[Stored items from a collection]
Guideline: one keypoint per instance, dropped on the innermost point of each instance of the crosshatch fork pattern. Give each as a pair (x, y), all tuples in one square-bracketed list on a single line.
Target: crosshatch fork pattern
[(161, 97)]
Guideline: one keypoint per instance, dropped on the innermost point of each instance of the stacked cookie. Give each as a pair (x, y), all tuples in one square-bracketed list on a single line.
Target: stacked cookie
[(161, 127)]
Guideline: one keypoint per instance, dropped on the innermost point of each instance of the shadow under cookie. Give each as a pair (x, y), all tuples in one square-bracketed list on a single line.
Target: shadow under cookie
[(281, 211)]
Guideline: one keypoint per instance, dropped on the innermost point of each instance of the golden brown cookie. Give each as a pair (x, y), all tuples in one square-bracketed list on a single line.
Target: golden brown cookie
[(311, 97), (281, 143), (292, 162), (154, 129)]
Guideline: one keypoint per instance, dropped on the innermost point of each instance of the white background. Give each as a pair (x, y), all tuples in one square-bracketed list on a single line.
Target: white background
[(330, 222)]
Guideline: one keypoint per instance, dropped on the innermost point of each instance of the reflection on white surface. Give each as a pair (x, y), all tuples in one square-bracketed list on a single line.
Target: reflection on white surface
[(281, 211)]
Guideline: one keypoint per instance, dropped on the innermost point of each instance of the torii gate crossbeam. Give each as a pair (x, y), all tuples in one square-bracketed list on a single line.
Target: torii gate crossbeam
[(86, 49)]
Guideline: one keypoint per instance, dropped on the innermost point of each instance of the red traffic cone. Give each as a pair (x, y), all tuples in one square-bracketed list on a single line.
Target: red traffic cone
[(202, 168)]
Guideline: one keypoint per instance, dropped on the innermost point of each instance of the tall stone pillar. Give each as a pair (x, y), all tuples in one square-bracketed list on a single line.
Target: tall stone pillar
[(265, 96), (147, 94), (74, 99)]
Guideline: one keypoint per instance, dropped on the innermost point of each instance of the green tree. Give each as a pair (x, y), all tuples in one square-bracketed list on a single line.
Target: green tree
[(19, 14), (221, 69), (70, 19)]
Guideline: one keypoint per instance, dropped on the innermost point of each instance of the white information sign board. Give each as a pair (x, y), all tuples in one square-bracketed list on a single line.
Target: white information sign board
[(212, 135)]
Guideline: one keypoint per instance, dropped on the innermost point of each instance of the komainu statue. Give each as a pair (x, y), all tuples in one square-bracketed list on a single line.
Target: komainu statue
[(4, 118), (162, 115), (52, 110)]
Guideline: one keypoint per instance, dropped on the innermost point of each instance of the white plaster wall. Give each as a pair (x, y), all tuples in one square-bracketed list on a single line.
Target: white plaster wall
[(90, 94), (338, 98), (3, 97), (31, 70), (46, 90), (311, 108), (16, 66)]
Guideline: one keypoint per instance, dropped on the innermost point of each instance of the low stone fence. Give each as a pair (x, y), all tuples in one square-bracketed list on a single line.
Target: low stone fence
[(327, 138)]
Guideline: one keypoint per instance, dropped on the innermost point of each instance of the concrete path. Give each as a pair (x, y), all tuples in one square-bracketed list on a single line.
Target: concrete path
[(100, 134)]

- [Set exercise] Write the whole listing out again. Keep every line exactly as it is.

- [Solution for this task]
Guideline: one keypoint per instance, dropped on the innermost point of each instance of the crosshatch fork pattern. Give each as a pair (x, y), all tuples in one square-bracketed list on a single line.
Target: crosshatch fork pattern
[(161, 97)]
Guideline: one keypoint per instance, dropped on the innermost point of each instance of the stacked cookie. Give each as a pair (x, y), all tuples in one square-bracketed list on a single line.
Target: stacked cookie
[(161, 127)]
Guideline: one keypoint per instance, dropped on the innermost point of each instance of the shadow under cookie. Give each as a pair (x, y), all tuples in one square-bracketed list on a single line.
Target: shadow under cookie
[(281, 211)]
Guideline: one keypoint per instance, dropped on the innermost point of each instance of the golden brown cookie. Give each as a pair (x, y), all tuples in one square-bracketed list on a single line.
Target: golden brown cookie
[(311, 97), (281, 143), (292, 162), (154, 129)]
Guideline: one keypoint per instance, dropped on the innermost point of each instance of the white background. Give each as a pair (x, y), all tuples in one square-bracketed list on a single line.
Target: white background
[(330, 222)]
Guideline: one keypoint per instance, dropped on the innermost point of each instance of the reflection on white surface. Give each as a pair (x, y), all tuples in one square-bracketed list on a single line.
Target: reflection on white surface
[(281, 211)]
Guideline: one keypoint per instance, dropped on the innermost point of each instance of the torii gate crossbeam. Give each as a pair (x, y), all tuples in one square-bracketed list on a single line.
Target: torii gate crossbeam
[(86, 49)]
Guideline: one keypoint per instance, dropped on the innermost point of each instance of the red traffic cone. Give each as a pair (x, y), all tuples in one square-bracketed list on a single line.
Target: red traffic cone
[(202, 168)]
Guideline: one keypoint per instance, dropped on the innermost point of each instance of the tall stone pillar. Give each as a pair (x, y), all tuples in one square-bracketed list on a single line.
Target: tall stone pillar
[(265, 96), (147, 94), (74, 99)]
Guideline: one keypoint per instance, dropped on the innermost point of each instance of the green tree. Give each as a pair (x, y), all tuples in one square-bracketed list on a single line.
Target: green tree
[(19, 14), (221, 69), (70, 19)]
Guideline: one keypoint per instance, dropped on the innermost point of each instance of the white information sign board. Give each as a pair (x, y), all tuples in one square-bracketed list on a single line.
Target: white information sign board
[(212, 135)]
Guideline: one keypoint per instance, dropped on the innermost point of each instance of the komainu statue. Give each as a pair (x, y), all tuples in one square-bracketed list on a single line.
Target: komainu statue
[(4, 118), (162, 115), (52, 110)]
Guideline: one keypoint per instance, dropped on the innermost point of each instance of the white plaster wall. Give each as a pair (x, y), all tuples in one square-bracketed list on a single line.
Target: white plaster wall
[(90, 94), (338, 98), (3, 97), (31, 70), (46, 90), (311, 108), (16, 66)]
Guideline: one keypoint per instance, dropped on the innermost point of each instance of the low stone fence. Give each as a pair (x, y), all tuples in one square-bracketed list on a single line.
Target: low stone fence
[(327, 138)]
Guideline: one keypoint per instance, dropped on the innermost point of each instance of the concrete path. Give each as a pair (x, y), all tuples in one square-bracketed list on a single line.
Target: concrete path
[(100, 134)]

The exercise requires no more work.